List every institution that the passage on political success and failure names as setting standards for success.

(Extract provided)
● ● ● ●

When success and failure are mentioned in political discussions it is generally in reference to normative value systems – as comparisons, sometimes absent comparisons, where the model of success is often based on the numbers and the standards set out by institutions such as the World Bank, the IMF or the United Nations, or by using economic or ‘happiness’ markers to measure the attractiveness of states to investors, businesses or tourists. Procedural democracy, representational democracy, or democracy tout court, have been articulated most frequently as the form and standard of political success. It is political capital in the market of successful states. However, the failure of procedural democracy to fulfil and address the demands and needs of an ever-growing number of disenfranchised people, precarious individuals, ‘middle-class poor’, protesters and citizens, workers and peasants, reflects a crisis of governance that is at the heart of many protest movements we see around the world today. The latter can be seen, in this light, as themselves a response to certain failures: the failures of certain states to care for their citizens, the failure of an economic reality that is unjust, the failure to provide a decent life, and so on.

● ● ● ●

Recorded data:
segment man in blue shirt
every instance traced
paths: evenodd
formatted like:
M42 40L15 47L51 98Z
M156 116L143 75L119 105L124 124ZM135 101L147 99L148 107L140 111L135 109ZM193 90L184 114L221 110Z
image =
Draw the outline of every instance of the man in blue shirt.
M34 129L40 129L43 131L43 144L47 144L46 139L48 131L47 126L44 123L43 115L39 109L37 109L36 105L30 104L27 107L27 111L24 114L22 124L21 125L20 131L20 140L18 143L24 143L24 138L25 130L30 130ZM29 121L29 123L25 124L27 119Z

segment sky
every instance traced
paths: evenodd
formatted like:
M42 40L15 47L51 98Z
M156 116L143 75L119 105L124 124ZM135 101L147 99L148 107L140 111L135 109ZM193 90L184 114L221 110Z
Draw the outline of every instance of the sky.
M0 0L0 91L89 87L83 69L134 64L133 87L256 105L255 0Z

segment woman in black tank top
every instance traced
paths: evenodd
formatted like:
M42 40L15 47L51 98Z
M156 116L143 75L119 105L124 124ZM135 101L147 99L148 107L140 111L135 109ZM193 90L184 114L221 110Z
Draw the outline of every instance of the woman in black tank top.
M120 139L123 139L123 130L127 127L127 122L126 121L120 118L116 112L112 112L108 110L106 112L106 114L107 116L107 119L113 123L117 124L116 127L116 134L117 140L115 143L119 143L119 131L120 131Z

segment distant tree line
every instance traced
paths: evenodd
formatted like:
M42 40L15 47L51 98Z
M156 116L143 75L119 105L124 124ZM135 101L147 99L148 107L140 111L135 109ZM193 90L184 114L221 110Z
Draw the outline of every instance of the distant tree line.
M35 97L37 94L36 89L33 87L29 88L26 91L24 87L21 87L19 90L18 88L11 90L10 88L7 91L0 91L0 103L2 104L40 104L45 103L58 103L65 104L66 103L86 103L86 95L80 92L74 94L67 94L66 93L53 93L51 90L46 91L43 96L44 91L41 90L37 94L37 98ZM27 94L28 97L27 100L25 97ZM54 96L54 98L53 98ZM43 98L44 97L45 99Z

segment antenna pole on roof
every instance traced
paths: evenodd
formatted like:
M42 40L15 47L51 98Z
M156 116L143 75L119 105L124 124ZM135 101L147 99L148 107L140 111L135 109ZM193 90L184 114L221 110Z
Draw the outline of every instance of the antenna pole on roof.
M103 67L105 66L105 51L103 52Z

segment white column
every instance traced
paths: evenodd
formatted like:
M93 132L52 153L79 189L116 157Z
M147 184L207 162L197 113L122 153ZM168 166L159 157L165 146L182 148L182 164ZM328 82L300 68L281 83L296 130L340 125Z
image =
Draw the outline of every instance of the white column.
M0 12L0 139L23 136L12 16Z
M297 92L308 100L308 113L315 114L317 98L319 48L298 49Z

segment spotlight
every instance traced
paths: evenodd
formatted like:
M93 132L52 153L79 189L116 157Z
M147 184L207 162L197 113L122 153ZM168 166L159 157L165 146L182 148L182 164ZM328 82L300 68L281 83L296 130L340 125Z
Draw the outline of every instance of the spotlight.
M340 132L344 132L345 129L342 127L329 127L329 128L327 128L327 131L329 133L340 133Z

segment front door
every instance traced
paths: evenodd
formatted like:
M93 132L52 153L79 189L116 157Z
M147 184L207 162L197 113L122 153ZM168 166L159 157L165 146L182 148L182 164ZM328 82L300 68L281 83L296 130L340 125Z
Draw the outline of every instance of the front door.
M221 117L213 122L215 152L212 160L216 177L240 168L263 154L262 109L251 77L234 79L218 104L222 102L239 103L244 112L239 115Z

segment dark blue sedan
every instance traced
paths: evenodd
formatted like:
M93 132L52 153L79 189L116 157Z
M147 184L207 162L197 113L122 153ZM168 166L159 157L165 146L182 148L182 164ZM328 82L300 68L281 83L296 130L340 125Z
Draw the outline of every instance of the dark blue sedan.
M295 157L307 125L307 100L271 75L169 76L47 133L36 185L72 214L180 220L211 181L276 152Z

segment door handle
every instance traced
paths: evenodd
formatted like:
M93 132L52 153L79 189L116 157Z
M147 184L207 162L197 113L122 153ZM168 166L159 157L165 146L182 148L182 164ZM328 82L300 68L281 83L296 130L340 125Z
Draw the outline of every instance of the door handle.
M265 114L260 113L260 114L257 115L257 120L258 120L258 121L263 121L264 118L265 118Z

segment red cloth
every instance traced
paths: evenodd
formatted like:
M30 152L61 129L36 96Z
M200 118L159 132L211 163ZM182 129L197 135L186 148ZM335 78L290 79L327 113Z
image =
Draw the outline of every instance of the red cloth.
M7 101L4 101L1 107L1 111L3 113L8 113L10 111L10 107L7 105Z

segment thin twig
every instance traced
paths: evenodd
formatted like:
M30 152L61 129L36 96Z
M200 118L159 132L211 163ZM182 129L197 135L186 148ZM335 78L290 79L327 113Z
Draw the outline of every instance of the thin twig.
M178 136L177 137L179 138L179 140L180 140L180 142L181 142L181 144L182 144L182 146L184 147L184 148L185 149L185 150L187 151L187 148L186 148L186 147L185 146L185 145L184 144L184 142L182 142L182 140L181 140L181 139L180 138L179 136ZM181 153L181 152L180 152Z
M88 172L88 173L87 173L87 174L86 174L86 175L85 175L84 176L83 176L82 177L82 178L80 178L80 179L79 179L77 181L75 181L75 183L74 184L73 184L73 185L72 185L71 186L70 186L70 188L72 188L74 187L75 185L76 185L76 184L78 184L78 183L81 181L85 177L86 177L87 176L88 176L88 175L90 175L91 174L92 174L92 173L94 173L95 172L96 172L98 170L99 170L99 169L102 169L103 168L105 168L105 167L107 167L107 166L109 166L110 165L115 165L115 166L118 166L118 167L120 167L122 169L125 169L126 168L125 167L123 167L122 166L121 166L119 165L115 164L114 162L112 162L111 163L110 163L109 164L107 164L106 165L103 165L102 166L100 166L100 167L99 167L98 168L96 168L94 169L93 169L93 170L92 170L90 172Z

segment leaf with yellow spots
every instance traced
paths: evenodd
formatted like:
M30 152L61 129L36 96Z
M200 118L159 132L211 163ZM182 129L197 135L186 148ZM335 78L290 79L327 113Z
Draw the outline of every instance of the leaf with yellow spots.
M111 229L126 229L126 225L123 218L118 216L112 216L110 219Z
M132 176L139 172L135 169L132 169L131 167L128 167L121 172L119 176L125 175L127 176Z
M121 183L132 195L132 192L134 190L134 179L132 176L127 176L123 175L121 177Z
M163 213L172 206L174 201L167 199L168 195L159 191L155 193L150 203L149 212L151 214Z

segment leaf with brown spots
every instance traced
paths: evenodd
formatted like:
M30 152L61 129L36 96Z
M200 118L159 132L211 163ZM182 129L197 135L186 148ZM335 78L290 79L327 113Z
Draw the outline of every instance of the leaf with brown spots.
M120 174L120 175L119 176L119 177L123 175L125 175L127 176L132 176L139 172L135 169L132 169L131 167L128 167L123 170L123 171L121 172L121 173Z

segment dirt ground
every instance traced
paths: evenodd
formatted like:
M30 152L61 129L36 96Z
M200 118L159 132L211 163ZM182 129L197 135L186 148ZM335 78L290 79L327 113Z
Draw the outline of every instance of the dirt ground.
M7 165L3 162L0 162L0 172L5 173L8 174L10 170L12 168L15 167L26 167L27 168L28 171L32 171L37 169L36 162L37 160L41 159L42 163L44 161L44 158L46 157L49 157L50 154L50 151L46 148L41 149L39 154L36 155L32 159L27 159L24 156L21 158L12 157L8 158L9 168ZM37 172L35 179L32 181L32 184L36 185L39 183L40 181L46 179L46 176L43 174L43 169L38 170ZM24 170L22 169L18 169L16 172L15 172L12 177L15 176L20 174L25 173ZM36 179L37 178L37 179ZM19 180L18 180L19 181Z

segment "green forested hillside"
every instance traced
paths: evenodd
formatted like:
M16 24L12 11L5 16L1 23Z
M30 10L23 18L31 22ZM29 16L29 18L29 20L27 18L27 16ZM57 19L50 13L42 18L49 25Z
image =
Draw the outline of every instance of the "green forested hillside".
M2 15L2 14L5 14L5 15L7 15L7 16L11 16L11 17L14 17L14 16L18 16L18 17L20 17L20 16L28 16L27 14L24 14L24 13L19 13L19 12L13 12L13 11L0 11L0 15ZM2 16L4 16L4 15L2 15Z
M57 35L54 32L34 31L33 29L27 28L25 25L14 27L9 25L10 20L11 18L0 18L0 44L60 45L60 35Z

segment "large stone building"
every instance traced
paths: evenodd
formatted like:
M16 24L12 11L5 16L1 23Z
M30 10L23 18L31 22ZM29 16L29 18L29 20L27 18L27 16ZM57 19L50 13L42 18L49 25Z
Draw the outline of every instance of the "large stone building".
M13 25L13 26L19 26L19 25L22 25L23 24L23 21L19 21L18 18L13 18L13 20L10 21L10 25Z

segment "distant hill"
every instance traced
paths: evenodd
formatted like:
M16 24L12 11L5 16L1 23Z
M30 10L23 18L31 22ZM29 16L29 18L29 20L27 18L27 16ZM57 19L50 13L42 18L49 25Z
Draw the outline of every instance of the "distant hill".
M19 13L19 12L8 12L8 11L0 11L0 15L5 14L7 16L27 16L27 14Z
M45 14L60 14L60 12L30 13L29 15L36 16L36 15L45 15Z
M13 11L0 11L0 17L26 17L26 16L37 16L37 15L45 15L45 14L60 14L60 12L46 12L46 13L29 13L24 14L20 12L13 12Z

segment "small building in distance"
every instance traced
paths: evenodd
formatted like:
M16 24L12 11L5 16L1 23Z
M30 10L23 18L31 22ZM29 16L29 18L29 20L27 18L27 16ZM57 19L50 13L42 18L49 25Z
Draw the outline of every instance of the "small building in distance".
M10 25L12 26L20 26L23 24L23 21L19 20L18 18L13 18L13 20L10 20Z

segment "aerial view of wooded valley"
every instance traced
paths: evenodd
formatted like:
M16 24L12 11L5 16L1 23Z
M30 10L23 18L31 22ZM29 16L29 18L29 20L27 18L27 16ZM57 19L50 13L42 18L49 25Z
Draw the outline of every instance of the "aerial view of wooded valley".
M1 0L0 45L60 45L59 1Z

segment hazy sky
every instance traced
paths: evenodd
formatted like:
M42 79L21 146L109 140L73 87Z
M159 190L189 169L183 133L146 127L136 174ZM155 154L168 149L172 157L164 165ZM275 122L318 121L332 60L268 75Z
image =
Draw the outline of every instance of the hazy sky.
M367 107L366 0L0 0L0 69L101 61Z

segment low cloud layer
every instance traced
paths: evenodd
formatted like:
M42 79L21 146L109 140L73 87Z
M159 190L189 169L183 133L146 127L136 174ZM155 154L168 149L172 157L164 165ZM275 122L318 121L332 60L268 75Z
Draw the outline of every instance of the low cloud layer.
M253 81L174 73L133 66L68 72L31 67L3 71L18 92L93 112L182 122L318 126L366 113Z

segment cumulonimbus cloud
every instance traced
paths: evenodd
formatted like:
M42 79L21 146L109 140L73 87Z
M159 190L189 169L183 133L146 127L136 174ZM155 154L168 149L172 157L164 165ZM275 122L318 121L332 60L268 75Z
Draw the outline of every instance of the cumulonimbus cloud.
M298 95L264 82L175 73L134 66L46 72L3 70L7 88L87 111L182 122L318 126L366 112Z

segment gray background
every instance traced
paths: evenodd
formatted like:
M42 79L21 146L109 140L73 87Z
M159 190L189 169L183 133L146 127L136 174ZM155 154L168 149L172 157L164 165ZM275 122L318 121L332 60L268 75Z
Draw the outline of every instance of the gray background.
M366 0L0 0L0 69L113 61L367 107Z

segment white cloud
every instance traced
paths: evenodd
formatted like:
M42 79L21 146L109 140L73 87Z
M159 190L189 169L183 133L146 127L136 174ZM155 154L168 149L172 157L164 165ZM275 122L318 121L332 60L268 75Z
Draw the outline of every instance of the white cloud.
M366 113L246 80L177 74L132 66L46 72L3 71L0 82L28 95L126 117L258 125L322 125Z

● ● ● ●

(Correct response)
the World Bank, the IMF, the United Nations